■ Text for analysis ■
▼▼▼

Thursday, November 4, 2021

No Cure For Being Human (Kate Bowler)

 



Wow. This book was really compelling for me. The author is Canadian and refers to many places in Canada where she and her family have lived. It's quite current, published just this past September! She talks about the pandemic and the impact it has had. Also, just having lost my brother to cancer, I really related to the fear and the rollercoaster cancer treatments bring. Happily, she recovered. Hopefully, life continues that way for her. She also talks about what she will do when this pandemic is over. Sometimes I can't even imagine that....but we have to look forward. Have to!

This book has made me want to read anything else she has written. She talks about prosperity gospel preaching - a subject I have found fascinating for years. She seems to lean towards Christianity in a lot of her topics. 

I loved her appendix at the end....things people say: 
- things happen for a reason
- let go and let God
- be present
- No regrets
- facing the past is part of facing the future
- make every minute count
and more

All those things end up being questioned when someone gets cancer or a pandemic happens or your husband has a stroke and struggles to heal his heart issues or....so many things. 

Goodreads says:

The bestselling author of Everything Happens for a Reason (And Other Lies I've Loved) asks, how do you move forward with a life you didn't choose?

It's hard to give up on the feeling that the life you really want is just out of reach. A beach body by summer. A trip to Disneyland around the corner. A promotion on the horizon. Everyone wants to believe that they are headed toward good, better, best. But what happens when the life you hoped for is put on hold indefinitely?

Kate Bowler believed that life was a series of unlimited choices, until she discovered, at age 35, that her body was wracked with cancer. In No Cure for Being Human, she searches for a way forward as she mines the wisdom (and absurdity) of today's "best life now" advice industry, which insists on exhausting positivity and on trying to convince us that we can out-eat, out-learn, and out-perform our humanness. We are, she finds, as fragile as the day we were born.

With dry wit and unflinching honesty, Kate Bowler grapples with her diagnosis, her ambition, and her faith as she tries to come to terms with her limitations in a culture that says anything is possible. She finds that we need one another if we're going to tell the truth: Life is beautiful and terrible, full of hope and despair and everything in between--and there's no cure for being human.

▲▲▲

■ Records provided ■

▼▼▼

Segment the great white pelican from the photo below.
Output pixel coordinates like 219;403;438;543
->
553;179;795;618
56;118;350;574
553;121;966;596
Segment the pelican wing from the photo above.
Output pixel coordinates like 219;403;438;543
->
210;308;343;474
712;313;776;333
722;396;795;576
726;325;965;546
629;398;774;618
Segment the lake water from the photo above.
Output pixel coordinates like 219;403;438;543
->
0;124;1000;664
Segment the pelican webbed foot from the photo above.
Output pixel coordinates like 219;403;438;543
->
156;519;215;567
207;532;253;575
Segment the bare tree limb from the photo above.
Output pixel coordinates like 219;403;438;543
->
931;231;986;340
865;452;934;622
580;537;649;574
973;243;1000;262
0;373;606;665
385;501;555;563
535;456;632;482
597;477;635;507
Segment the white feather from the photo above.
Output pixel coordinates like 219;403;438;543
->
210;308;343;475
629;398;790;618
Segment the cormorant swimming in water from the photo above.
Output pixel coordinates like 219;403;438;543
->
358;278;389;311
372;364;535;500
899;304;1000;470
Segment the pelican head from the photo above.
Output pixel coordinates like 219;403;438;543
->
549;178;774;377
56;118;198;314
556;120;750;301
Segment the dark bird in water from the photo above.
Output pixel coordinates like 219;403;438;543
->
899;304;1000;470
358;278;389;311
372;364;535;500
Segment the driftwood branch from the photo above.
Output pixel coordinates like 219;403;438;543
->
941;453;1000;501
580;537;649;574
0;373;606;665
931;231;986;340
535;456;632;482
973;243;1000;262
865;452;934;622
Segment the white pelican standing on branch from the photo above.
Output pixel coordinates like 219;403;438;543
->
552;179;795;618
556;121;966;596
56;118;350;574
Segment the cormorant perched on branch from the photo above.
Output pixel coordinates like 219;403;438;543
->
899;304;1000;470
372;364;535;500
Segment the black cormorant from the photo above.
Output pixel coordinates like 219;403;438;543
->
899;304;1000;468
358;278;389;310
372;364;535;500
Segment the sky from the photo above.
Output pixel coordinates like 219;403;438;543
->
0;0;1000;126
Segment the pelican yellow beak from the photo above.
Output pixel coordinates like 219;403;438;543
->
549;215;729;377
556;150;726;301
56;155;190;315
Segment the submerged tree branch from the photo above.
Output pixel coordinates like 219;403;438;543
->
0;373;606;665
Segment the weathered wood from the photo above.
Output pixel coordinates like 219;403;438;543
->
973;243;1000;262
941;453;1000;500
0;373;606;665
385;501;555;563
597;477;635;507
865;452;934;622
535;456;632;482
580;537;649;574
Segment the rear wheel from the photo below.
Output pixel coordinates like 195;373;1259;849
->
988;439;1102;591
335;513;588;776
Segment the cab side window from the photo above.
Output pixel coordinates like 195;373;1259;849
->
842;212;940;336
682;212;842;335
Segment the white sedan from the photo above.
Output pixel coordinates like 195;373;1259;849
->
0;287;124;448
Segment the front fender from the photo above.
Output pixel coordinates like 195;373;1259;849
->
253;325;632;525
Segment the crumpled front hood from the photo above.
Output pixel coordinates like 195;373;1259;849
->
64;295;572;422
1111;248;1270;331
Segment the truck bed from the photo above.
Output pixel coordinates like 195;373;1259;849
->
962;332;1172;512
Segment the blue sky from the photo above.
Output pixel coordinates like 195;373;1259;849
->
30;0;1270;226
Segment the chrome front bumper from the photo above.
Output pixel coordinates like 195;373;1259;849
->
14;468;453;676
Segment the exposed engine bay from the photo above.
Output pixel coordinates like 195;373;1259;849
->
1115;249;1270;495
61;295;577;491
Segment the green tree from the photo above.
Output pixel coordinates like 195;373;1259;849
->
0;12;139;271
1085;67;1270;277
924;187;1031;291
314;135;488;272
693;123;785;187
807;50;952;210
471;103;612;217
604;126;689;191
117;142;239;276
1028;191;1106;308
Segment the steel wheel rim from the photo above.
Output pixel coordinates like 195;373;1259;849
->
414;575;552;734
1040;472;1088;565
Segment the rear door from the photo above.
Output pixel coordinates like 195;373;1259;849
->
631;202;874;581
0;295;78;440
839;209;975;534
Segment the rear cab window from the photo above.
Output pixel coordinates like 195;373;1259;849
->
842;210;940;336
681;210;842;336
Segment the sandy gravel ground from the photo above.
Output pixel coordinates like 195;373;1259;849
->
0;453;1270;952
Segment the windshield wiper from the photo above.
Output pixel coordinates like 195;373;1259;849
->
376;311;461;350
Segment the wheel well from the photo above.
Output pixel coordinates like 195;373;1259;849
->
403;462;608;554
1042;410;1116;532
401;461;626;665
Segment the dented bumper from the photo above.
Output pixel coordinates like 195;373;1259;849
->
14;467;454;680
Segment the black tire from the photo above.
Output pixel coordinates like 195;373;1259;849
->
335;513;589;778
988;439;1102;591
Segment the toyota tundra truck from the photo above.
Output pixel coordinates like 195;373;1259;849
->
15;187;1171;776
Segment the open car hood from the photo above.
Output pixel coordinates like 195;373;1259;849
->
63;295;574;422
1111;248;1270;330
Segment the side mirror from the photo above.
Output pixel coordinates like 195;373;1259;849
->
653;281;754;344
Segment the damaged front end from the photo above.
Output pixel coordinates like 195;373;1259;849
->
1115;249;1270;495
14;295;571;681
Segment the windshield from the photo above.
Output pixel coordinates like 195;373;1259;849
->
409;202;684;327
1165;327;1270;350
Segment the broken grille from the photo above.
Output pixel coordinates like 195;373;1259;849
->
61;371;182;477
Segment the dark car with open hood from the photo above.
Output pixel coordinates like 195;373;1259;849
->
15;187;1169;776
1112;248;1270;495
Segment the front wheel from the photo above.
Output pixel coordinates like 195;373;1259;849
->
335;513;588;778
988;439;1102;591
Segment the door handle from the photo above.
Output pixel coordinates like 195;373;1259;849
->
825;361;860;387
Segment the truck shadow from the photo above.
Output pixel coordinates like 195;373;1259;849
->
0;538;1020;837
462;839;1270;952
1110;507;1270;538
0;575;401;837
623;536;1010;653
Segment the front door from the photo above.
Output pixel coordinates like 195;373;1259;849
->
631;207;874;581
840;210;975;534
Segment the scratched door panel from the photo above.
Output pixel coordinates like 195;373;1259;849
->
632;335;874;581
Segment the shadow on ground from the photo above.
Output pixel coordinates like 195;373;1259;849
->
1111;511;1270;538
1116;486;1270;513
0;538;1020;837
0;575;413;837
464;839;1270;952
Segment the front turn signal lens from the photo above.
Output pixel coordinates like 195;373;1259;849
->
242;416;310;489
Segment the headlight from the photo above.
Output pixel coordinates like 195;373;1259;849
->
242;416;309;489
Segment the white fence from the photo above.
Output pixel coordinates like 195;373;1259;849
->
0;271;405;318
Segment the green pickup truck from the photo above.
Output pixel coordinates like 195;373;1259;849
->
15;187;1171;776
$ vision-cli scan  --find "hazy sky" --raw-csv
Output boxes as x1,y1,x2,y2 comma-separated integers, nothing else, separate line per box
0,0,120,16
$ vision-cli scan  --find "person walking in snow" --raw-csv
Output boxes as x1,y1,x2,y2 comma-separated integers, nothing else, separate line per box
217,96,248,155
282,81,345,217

▲▲▲

■ Things to do ■
1) Answer these questions from the book review:
(a) What nationality does the review give for the author?
(b) When was the book published, according to the review?
(c) At what age did Kate Bowler discover she had cancer?
2) Please quote the stretch of the book review from "Kate Bowler believed" through "we were born.".
The listing has nothing to do with the book review.

■ Answers below ■
1)
(a) Canadian
(b) This past September
(c) 35

2)
Kate Bowler believed that life was a series of unlimited choices, until she discovered, at age 35, that her body was wracked with cancer. In No Cure for Being Human, she searches for a way forward as she mines the wisdom (and absurdity) of today's "best life now" advice industry, which insists on exhausting positivity and on trying to convince us that we can out-eat, out-learn, and out-perform our humanness. We are, she finds, as fragile as the day we were born.